Por otra parte, además de tornar aún más vulnerables los pequeños productores (especialmente aquellos que no tienen títulos legales), el modelo basado en la caña de azúcar practicado en Brasil amenaza las áreas de preservación y de poblaciones indígenas, presiona otros sectores, como el de la soja y del ganado, desplazándolos para áreas de la floresta Amazónica, y amenaza el medio ambiente en la medida en que consume mucha agua y exige altas dosis de pesticidas (la caña es el tercer cultivo donde más se emplean esos productos).
Además, es común que las áreas destinadas a la plantación sean “limpias” a través de extensas quemas, lo que es incompatible con la propaganda que defiende el etanol como la gran alternativa a los combustibles minerales .

··········

Tarea asignada: Enumera todos los efectos que la primera oración del fragmento sobre la caña de azúcar atribuye al modelo basado en ese cultivo practicado en Brasil.

··········

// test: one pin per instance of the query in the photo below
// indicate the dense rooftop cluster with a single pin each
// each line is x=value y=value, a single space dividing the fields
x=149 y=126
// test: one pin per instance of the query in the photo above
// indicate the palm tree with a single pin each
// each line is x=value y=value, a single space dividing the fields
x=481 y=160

··········

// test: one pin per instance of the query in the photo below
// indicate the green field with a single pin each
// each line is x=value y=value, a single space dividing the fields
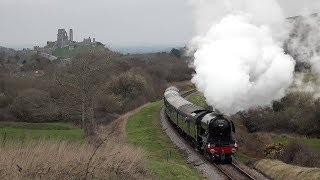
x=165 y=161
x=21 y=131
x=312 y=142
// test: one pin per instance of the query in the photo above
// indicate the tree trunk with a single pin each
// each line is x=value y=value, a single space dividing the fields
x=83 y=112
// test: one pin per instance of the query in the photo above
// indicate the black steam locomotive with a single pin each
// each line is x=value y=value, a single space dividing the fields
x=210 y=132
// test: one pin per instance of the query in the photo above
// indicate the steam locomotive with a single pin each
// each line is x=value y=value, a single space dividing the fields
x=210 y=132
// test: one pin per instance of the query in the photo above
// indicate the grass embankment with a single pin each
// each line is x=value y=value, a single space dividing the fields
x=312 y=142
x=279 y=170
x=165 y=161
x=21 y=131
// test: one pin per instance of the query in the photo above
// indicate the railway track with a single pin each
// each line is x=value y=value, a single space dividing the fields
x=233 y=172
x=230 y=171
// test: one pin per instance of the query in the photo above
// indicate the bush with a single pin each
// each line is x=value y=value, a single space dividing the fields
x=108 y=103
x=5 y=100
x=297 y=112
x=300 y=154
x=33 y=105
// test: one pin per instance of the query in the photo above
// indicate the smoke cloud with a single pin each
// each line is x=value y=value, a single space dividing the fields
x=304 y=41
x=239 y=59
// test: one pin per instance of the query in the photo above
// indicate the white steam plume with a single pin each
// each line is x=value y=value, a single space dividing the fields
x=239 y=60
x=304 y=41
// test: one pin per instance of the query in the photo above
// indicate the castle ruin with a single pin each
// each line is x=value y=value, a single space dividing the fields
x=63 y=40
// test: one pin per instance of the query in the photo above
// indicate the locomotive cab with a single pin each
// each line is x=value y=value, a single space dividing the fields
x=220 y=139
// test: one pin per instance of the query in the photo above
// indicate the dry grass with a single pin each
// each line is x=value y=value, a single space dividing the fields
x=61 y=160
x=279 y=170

··········

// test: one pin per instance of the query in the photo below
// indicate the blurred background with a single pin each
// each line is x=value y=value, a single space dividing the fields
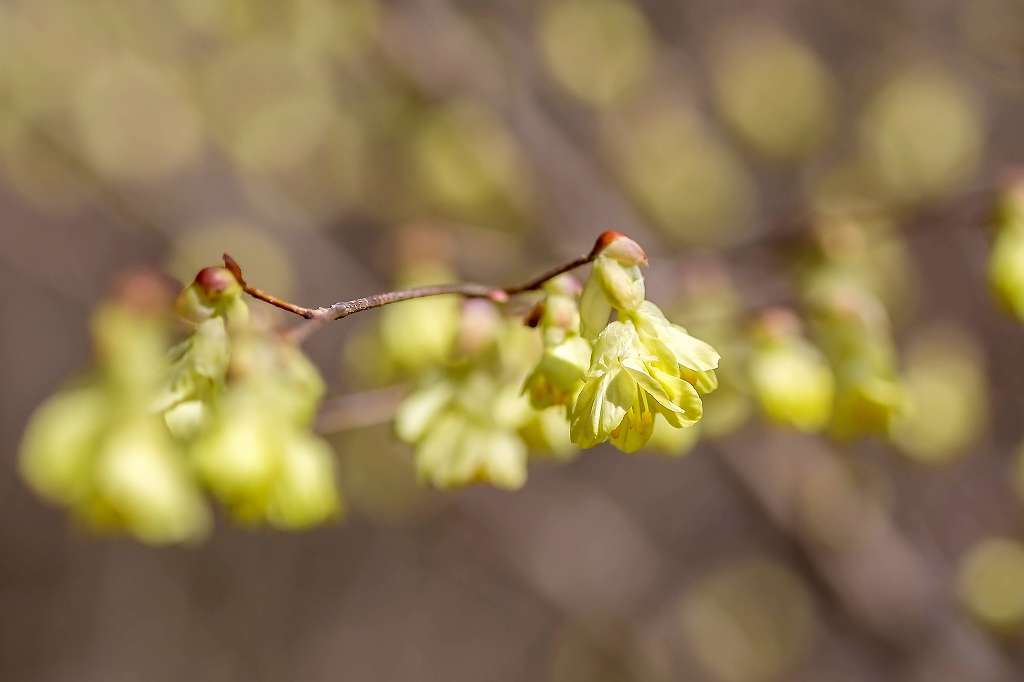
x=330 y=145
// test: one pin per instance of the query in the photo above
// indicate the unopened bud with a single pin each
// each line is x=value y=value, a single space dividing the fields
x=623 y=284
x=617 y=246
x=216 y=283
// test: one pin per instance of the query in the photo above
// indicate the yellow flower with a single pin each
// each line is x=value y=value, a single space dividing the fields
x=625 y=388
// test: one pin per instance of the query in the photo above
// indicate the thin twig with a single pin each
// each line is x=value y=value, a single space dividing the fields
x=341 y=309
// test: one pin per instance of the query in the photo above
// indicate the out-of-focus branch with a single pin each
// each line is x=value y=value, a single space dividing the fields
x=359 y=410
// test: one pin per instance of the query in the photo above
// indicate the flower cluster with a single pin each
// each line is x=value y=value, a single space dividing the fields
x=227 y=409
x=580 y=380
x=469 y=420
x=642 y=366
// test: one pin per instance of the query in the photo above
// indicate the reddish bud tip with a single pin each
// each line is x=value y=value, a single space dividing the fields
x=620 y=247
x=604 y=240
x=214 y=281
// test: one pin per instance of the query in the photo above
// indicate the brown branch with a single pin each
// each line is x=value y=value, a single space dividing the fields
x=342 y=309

··········

Resultado del ejercicio:
- Vuelve aún más vulnerables a los pequeños productores, especialmente a aquellos que no tienen títulos legales.
- Amenaza las áreas de preservación y de poblaciones indígenas.
- Presiona otros sectores, como el de la soja y el del ganado, y los desplaza hacia áreas de la floresta Amazónica.
- Amenaza el medio ambiente, porque consume mucha agua y exige altas dosis de pesticidas.